**YOUR TASK**
Transcribe exactly, and only, the lines running from the one with "Target: bare tree" to the end of the entries below, both included, without any pictures.

**DATA FOR ANALYSIS**
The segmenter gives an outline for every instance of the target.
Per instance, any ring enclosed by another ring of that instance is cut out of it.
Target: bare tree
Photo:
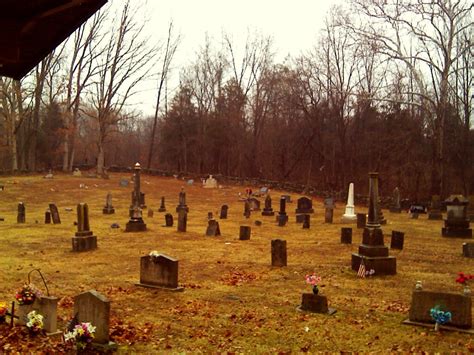
[[[171,62],[173,61],[173,57],[176,53],[176,49],[178,48],[179,42],[180,42],[180,35],[175,36],[173,34],[173,22],[171,21],[169,26],[168,26],[168,37],[166,40],[166,46],[165,46],[165,52],[163,54],[163,59],[162,59],[162,67],[161,67],[161,73],[159,83],[158,83],[158,91],[156,94],[156,107],[155,107],[155,115],[153,116],[153,126],[151,129],[151,136],[150,136],[150,147],[148,151],[148,160],[147,160],[147,169],[150,169],[151,167],[151,162],[153,159],[153,153],[154,153],[154,146],[155,146],[155,137],[156,137],[156,127],[158,123],[158,113],[160,109],[160,103],[161,103],[161,94],[163,92],[163,86],[168,78],[168,75],[170,73],[170,66]]]

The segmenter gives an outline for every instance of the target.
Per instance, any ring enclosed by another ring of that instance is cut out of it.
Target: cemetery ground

**OUTPUT BELOW**
Target: bare tree
Photo:
[[[171,62],[173,61],[173,57],[176,53],[176,49],[178,48],[179,42],[180,42],[180,35],[175,36],[173,34],[173,22],[171,21],[169,26],[168,26],[168,37],[166,40],[166,46],[165,46],[165,52],[163,54],[163,59],[162,59],[162,67],[161,67],[161,73],[159,83],[158,83],[158,91],[156,94],[156,107],[155,107],[155,115],[153,116],[153,126],[151,129],[151,136],[150,136],[150,147],[148,151],[148,160],[147,160],[147,169],[150,169],[151,167],[151,162],[153,159],[153,153],[154,153],[154,146],[155,146],[155,137],[156,137],[156,127],[158,123],[158,113],[160,109],[160,103],[161,103],[161,94],[163,92],[163,86],[168,78],[168,75],[170,73],[170,66]]]

The segmenter gives an outline for every instance of the target.
Per instance, any ring enclosed by another ring of that instance is cut out of it.
Target: cemetery ground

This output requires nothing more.